Your garden: Maximise small spaces

Expert advice on what to do for your garden this week.

Vegetables

Inter-cropping is a good way of making the maximum use of a small space, using an area for more than one crop.

Lettuces may be grown along a line intended for outdoor tomatoes, which usually are planted between Labour Day and the middle of November.

Lettuces are cut before the tomato foliage is big enough to bother them.

Salsify (Tragopogon porrifolius) and Scorzonera hispanica are root vegetables southern gardeners could try, as they stand well over winter and the flavour is improved by frost.

Sometimes called vegetable oyster by those with vivid imaginations and no idea of the flavour of Bluff oysters, salsify has white roots eaten boiled when 2cm to 3cm thick.

Scorzonera, which has black skin, is more vigorous and is grown and cooked in the same way.

For best results, treat these vegetables like parsnips, sowing seed in lighter soil that has had no manure added for at least six months.

^^^^^^^^

- **LIST OF TASKS**
1. In the garden advice, when are outdoor tomatoes usually planted?
2. Condense the paragraph of the garden advice that begins "Sometimes called vegetable oyster" into one shorter sentence that keeps its main facts.
3. Carry the garden advice forward from its final sentence.
The material after the garden advice is not used in any exercise.

^^^^^^^^

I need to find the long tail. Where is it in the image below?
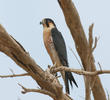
[65,72,78,94]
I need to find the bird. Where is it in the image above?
[40,18,78,94]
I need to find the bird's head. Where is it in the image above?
[40,18,56,28]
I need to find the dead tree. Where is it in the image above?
[0,0,107,100]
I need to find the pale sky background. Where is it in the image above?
[0,0,110,100]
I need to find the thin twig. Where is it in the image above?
[18,83,56,98]
[69,47,83,69]
[0,73,29,78]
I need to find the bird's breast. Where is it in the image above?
[43,29,61,66]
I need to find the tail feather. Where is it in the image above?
[65,72,78,94]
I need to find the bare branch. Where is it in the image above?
[51,66,110,76]
[0,25,70,100]
[58,0,106,100]
[0,73,29,78]
[92,37,98,52]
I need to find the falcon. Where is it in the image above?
[40,18,78,94]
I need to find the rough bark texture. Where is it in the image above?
[58,0,106,100]
[0,25,71,100]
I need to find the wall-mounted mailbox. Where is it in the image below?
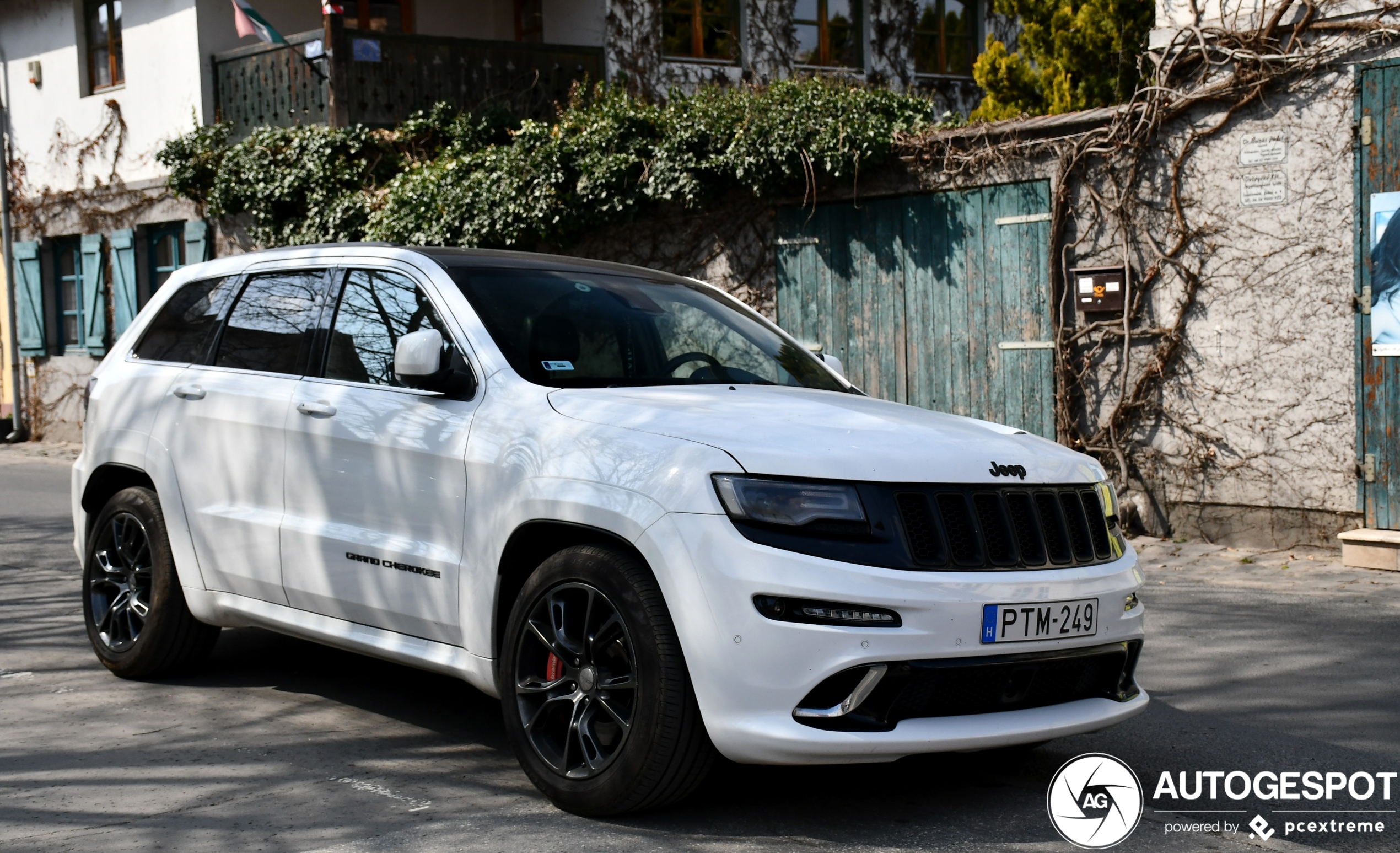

^^^^^^^^

- **TASK-BY-TASK RESULTS**
1. Between Labour Day and the middle of November.

2. Salsify, sometimes called vegetable oyster, has white roots that are eaten boiled once they are 2cm to 3cm thick.

3.
Thin to 10cm apart when the plants are big enough to handle.

Kohl rabi is closely related to turnips and tolerates hotter, drier conditions than white turnips, has greenish-white or purple bulbs and can be harvested from golf-ball size.

Celeriac, or turnip-rooted celery, is worth growing for its bulbous roots, which usually are cooked but can also be used in salads.

Seed tends to be slow to germinate and sowing in seed trays and planting out when all danger of frost has passed is recommended.

Flowers

Potted freesias that have finished flowering can be given less water and left to gradually dry off and put away for the summer to rest in a warm place.

Cyclamens are one of the most popular plants for indoors.

Plants that have flowered over the winter and during the spring will now be declining. Withhold water gradually until the foliage ripens off.

Pots stored in a shady part of the garden can keep the soil moist enough to keep the corms in good order until late summer.

Hedges can be an attractive garden feature. To train young plants into a hedge, trim them at least three times a year.

The first year's cut should be severe, to produce plenty of basal growth. Keep the base clear of weeds and grass, or the plants will be inclined to open up.

Young hedges on poor soil will benefit from a mulch of compost or other manure to feed the roots for the next six months.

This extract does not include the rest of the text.